[AIM OF THE TASK]: Output only the lines from the one holding "In the photo above, where can the man's ear" to the end of the data below, please, copied exactly.
DATA UNDER STUDY below:
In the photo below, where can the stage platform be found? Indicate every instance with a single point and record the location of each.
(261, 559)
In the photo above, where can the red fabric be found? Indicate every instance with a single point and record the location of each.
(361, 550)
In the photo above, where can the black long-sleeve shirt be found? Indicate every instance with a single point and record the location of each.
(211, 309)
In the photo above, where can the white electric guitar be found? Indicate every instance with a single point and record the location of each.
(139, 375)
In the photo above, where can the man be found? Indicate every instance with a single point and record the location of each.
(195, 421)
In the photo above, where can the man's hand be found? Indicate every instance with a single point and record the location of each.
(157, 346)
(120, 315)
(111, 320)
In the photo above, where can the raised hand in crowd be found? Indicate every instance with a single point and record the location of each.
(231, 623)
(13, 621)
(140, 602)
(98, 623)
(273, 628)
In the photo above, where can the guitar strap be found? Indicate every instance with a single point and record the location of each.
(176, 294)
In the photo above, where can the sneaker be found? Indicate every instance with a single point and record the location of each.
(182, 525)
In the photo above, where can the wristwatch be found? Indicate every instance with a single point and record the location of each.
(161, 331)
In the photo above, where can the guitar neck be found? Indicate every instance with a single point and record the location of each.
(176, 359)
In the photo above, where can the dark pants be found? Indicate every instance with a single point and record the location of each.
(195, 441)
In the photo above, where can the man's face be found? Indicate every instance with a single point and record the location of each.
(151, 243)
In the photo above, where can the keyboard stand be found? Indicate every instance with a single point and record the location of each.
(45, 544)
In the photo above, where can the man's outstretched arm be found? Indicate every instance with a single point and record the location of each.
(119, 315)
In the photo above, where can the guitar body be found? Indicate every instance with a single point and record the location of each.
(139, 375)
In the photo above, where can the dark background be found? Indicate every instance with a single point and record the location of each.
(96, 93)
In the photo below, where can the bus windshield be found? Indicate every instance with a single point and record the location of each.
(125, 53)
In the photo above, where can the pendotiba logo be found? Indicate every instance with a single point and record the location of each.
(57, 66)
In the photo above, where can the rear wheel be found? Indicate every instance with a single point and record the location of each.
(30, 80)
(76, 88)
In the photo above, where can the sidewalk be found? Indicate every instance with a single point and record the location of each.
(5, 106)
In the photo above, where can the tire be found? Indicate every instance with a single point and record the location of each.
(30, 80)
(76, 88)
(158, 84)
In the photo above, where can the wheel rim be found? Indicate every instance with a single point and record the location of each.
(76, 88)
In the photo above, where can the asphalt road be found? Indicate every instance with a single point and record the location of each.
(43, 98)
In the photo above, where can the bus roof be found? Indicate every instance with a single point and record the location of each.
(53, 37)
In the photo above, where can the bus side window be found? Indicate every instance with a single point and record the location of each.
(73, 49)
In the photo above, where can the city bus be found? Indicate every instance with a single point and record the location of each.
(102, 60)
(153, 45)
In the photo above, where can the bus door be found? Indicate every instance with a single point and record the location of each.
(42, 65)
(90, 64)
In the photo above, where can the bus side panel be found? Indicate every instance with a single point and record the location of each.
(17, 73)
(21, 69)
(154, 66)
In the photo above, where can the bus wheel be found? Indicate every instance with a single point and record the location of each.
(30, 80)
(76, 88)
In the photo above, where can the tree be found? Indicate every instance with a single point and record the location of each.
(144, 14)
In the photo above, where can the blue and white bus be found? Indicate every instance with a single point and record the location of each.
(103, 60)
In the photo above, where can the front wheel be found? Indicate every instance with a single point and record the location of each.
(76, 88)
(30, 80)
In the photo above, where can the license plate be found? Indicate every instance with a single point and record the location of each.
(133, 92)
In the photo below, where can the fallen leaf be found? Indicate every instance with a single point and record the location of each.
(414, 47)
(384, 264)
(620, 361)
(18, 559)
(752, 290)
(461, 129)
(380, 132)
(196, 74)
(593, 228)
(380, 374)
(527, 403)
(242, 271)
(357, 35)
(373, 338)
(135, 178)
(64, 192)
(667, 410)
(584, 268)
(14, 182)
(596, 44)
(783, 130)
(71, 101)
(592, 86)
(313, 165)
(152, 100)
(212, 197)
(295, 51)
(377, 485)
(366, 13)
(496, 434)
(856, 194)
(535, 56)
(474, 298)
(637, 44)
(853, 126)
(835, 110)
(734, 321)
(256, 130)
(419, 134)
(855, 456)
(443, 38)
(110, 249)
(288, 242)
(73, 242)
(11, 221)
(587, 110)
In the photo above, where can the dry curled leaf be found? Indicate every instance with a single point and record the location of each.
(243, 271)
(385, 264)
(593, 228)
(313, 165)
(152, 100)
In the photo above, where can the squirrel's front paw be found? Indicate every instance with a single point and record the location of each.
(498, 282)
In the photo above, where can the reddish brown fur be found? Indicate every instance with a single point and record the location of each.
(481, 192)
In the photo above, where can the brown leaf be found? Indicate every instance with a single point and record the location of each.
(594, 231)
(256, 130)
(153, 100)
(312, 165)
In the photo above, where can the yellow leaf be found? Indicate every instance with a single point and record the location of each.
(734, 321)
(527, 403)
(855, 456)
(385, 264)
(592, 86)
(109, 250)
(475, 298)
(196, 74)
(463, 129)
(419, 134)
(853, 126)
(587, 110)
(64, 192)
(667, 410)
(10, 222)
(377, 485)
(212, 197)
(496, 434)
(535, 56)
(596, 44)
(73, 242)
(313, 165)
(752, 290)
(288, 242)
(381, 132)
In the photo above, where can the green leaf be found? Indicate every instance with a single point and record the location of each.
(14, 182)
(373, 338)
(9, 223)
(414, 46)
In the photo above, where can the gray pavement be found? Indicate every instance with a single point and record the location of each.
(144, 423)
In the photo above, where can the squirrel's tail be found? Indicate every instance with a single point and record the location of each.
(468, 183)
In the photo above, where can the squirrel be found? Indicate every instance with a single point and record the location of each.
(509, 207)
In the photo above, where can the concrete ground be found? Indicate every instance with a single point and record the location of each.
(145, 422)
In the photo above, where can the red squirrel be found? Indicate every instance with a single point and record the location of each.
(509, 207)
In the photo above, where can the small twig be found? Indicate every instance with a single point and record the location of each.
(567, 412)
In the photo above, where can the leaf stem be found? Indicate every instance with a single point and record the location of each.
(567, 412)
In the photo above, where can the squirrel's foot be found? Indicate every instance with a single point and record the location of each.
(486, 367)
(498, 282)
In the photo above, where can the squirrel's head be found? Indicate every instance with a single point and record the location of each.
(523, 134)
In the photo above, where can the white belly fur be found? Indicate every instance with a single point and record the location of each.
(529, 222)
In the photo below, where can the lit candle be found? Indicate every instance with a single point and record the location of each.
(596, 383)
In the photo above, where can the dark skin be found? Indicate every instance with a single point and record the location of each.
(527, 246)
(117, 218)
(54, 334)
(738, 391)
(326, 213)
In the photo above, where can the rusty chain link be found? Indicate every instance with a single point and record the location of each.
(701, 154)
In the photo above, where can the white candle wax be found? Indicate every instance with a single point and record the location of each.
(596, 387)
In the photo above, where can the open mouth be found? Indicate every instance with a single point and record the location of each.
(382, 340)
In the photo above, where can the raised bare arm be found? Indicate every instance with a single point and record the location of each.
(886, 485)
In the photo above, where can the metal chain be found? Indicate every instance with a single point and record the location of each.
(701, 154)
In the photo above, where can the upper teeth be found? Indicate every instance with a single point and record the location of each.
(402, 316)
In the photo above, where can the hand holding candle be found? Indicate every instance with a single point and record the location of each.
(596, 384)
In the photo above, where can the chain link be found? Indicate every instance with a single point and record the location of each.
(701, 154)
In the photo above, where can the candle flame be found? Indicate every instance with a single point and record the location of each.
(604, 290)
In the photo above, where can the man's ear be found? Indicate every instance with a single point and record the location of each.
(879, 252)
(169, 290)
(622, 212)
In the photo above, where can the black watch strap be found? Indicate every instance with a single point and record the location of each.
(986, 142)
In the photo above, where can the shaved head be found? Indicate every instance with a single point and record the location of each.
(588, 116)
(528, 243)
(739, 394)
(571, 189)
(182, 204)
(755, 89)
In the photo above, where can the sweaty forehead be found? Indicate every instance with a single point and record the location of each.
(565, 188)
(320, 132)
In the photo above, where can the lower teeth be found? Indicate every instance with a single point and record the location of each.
End of DATA UNDER STUDY.
[SOLUTION]:
In the photo above, where can the man's ear be found? Indicate every instance with a single point and record the location of each.
(879, 252)
(169, 290)
(622, 212)
In the photo above, where can the black watch strap be found? Indicate every instance with a single point and record the location of each.
(986, 142)
In the photo above, where can the shaved head be found? Indicate every instance with a single point and record the location of each.
(588, 116)
(528, 243)
(739, 394)
(571, 189)
(182, 204)
(755, 89)
In the photo above, where can the sweaty forehead be found? Indicate every instance with a single point and record the location of each.
(565, 188)
(320, 132)
In the photo above, where can the lower teeth be found? Indicate every instance with a single point and record the location of each.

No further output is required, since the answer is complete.